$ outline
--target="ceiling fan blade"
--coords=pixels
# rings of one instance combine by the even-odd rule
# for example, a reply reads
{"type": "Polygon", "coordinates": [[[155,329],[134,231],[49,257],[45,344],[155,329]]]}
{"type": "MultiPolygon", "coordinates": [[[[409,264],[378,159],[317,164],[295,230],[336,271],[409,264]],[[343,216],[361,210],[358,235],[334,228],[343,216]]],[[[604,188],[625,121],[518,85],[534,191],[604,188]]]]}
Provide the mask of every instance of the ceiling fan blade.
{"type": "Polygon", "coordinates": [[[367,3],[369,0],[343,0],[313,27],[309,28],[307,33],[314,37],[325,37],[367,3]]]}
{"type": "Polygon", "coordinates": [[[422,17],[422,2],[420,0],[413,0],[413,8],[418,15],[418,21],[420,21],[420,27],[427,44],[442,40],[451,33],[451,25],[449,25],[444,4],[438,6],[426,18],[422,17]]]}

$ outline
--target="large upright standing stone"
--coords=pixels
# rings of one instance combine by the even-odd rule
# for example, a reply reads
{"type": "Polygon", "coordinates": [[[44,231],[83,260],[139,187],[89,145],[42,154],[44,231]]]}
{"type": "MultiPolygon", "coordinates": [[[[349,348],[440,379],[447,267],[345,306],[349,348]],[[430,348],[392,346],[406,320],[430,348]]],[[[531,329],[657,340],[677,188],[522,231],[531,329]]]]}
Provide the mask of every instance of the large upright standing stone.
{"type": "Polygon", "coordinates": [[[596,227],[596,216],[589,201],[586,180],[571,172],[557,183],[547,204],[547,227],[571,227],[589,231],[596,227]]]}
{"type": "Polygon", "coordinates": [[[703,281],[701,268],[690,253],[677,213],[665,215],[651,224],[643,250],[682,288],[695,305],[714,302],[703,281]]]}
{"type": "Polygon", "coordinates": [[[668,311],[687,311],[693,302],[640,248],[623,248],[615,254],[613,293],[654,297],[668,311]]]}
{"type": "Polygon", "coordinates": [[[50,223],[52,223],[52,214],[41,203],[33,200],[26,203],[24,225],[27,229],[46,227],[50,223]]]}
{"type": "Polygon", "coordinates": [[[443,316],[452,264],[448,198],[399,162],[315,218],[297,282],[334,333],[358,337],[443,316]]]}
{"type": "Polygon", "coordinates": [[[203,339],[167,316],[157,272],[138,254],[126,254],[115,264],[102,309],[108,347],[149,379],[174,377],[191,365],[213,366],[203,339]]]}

Assignment
Which lines of the data include "MultiPolygon"? Copy each of them.

Task output
{"type": "MultiPolygon", "coordinates": [[[[409,264],[378,159],[317,164],[295,230],[336,271],[409,264]],[[343,216],[361,210],[358,235],[334,228],[343,216]]],[[[604,188],[625,121],[518,85],[534,191],[604,188]]]]}
{"type": "MultiPolygon", "coordinates": [[[[349,348],[440,379],[447,267],[345,306],[349,348]],[[430,348],[392,346],[406,320],[430,348]]],[[[531,329],[657,340],[677,188],[522,231],[531,329]]]]}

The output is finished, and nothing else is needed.